#### Work instruction 1:
Transcribe the part of the donor events interview starting at "To understand the" and ending at "explain their choice.".
#### Work instruction 2:
In the donor events interview, which colors of stickers or bracelets are named for showing a person's comfort level with contact?

#### Provided passage:

Is it “Groundhog’s Day” for Donor Events?
An Interview with Allegra Hewell Wilson
Ann C. Fitzgerald, President
Last year, nonprofit organizations navigated many challenges as they returned to hosting in-person donor events. From changing safety protocols, to switching event locations, returning to in-person was no easy task. With new pandemic challenges facing us, will we see a repeat of 2021?
To understand the outlook for this year, I interviewed one of the top experts in event planning and production, Allegra Hewell Wilson, founder of Hewell Events Group.
She provided invaluable insight into today’s event landscape. Enjoy!
Ann C. Fitzgerald
President, AC Fitzgerald
For organizations that held in-person events last year, what were the big lessons learned?
Allegra: There were really four things that stood out:
- Attendees appreciate a color-coding comfort system. That is, using green, yellow, or red stickers or bracelets to indicate their comfort level with contact. It freed people to make a choice and not have to explain their choice.
- There was significant attrition at nearly every event in 2021. Groups should be prepared for this in 2022. Most events will be at 60-75% capacity this year.
- Planning takes place on a compressed timeline. This is happening on all sides. Venues are dealing with supply chain issues and a tight labor market. Meanwhile, your donors are making decisions on attending a few weeks out.
- People want to feel safe and that means going to 4 and 5-star hotel or conference venues. There are higher expectations of service and cleanliness today.

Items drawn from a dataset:
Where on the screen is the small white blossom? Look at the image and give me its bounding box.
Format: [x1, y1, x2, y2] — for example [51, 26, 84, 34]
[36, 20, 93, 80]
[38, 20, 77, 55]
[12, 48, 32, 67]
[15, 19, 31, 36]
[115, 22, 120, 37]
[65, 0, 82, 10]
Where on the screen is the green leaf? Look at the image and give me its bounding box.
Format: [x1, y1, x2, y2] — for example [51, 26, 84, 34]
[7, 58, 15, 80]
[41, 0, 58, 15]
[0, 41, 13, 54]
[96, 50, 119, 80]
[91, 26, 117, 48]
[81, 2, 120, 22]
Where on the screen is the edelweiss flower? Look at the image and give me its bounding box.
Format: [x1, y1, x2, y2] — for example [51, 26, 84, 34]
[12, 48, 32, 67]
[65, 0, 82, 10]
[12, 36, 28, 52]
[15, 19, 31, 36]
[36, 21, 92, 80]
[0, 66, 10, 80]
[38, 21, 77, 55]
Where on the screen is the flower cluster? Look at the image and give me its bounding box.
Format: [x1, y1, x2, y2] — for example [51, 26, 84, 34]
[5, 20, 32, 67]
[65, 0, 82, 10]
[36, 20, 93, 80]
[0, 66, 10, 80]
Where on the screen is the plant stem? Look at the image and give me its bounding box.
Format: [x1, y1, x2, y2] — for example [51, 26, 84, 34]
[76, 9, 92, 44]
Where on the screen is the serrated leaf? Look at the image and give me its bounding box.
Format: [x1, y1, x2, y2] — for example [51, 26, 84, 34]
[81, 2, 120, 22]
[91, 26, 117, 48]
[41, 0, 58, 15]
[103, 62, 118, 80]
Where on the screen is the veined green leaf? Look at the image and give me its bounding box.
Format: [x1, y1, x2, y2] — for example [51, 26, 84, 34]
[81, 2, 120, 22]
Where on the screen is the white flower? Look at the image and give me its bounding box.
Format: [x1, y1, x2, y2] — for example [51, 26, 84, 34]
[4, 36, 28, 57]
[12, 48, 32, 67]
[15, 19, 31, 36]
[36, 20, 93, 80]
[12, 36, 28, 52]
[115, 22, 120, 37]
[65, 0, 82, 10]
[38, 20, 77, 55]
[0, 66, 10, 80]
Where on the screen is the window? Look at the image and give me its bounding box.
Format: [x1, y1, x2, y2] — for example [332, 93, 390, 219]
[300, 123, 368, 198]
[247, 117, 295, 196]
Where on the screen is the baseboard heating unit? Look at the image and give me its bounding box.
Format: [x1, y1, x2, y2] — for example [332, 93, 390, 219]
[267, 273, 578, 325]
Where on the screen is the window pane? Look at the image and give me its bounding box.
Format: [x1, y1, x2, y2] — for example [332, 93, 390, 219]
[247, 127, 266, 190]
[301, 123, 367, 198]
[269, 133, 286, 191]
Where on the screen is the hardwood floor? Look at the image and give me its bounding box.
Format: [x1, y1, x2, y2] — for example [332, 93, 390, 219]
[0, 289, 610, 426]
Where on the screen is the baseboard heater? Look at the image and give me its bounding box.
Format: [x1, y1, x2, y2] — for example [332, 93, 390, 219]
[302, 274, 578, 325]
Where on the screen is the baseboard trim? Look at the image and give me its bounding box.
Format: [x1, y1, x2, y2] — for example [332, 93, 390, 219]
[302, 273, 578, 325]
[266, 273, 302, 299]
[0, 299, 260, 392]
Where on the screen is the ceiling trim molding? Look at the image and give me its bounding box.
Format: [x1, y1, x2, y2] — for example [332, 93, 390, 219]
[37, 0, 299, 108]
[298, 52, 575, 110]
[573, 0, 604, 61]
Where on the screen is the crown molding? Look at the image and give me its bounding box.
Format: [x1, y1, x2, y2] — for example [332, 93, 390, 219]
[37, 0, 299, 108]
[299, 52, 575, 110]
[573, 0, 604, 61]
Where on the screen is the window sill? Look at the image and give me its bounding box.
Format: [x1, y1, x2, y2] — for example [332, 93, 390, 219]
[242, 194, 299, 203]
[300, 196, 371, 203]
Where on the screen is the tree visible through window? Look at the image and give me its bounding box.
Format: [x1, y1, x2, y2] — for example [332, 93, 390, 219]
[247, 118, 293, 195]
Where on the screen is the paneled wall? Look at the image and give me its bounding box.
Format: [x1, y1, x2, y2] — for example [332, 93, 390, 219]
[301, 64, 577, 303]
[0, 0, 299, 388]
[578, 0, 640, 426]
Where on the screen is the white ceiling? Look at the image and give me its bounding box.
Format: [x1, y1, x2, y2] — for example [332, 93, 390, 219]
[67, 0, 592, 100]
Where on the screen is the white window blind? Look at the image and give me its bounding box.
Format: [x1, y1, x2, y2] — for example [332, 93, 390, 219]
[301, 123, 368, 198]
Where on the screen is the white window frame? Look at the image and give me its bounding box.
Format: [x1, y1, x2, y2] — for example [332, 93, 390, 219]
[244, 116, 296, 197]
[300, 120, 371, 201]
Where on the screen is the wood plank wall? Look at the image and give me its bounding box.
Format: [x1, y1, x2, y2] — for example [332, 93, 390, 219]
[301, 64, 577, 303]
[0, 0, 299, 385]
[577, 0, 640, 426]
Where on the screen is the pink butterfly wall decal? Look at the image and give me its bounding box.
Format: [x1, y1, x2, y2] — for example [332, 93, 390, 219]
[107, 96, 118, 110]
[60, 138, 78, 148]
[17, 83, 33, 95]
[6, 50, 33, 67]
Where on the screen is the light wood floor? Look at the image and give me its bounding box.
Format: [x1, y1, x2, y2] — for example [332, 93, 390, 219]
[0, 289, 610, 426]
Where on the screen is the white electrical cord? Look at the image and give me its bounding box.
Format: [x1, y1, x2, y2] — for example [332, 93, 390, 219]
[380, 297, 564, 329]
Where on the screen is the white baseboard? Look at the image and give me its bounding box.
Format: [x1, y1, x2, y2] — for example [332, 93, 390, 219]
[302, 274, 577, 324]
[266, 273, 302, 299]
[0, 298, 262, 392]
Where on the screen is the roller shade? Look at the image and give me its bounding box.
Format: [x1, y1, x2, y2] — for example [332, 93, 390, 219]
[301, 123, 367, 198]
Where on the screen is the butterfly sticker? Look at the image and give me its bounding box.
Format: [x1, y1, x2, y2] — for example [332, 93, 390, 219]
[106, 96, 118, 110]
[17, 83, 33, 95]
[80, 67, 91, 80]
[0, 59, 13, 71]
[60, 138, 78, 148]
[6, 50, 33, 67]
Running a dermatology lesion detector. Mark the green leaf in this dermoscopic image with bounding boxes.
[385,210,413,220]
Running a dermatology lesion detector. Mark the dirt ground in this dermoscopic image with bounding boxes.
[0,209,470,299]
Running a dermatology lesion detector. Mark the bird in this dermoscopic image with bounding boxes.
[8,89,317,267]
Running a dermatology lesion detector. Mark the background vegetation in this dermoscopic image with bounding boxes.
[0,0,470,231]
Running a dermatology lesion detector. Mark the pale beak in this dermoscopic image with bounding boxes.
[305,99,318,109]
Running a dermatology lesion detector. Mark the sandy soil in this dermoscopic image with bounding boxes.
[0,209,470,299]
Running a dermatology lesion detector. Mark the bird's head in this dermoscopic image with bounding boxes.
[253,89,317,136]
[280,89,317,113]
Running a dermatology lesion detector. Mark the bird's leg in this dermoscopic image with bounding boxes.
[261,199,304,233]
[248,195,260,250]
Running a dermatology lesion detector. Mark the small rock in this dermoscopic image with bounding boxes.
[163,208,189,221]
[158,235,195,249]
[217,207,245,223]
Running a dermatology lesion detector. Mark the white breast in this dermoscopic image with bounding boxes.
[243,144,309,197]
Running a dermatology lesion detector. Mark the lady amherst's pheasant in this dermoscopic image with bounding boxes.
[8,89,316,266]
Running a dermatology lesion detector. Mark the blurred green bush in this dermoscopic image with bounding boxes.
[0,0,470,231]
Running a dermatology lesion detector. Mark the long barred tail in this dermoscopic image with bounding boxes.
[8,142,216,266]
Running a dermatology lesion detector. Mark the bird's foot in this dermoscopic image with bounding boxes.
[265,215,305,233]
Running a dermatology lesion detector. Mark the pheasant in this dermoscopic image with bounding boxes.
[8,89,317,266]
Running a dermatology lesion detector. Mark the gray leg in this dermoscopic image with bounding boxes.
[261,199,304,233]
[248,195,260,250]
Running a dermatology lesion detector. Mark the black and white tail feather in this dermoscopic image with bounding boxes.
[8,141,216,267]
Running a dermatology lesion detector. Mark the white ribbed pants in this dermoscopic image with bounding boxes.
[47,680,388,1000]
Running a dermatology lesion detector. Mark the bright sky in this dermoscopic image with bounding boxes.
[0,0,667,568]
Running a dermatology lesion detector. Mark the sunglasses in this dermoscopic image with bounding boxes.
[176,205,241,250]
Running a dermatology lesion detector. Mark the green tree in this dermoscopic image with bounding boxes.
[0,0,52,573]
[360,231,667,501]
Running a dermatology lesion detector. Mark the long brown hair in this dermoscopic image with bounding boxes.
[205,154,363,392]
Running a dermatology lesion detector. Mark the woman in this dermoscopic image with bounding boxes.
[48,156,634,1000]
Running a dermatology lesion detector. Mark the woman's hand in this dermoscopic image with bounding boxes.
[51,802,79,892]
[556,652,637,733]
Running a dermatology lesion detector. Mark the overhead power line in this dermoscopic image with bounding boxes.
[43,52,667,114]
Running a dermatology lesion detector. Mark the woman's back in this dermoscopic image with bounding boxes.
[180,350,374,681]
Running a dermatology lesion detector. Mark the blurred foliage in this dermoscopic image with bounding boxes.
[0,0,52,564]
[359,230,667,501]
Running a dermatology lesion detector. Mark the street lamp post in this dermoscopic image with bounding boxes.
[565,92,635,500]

#### Exercise answer 1:
To understand the outlook for this year, I interviewed one of the top experts in event planning and production, Allegra Hewell Wilson, founder of Hewell Events Group.
She provided invaluable insight into today’s event landscape. Enjoy!
Ann C. Fitzgerald
President, AC Fitzgerald
For organizations that held in-person events last year, what were the big lessons learned?
Allegra: There were really four things that stood out:
- Attendees appreciate a color-coding comfort system. That is, using green, yellow, or red stickers or bracelets to indicate their comfort level with contact. It freed people to make a choice and not have to explain their choice.

#### Exercise answer 2:
Green, yellow, and red.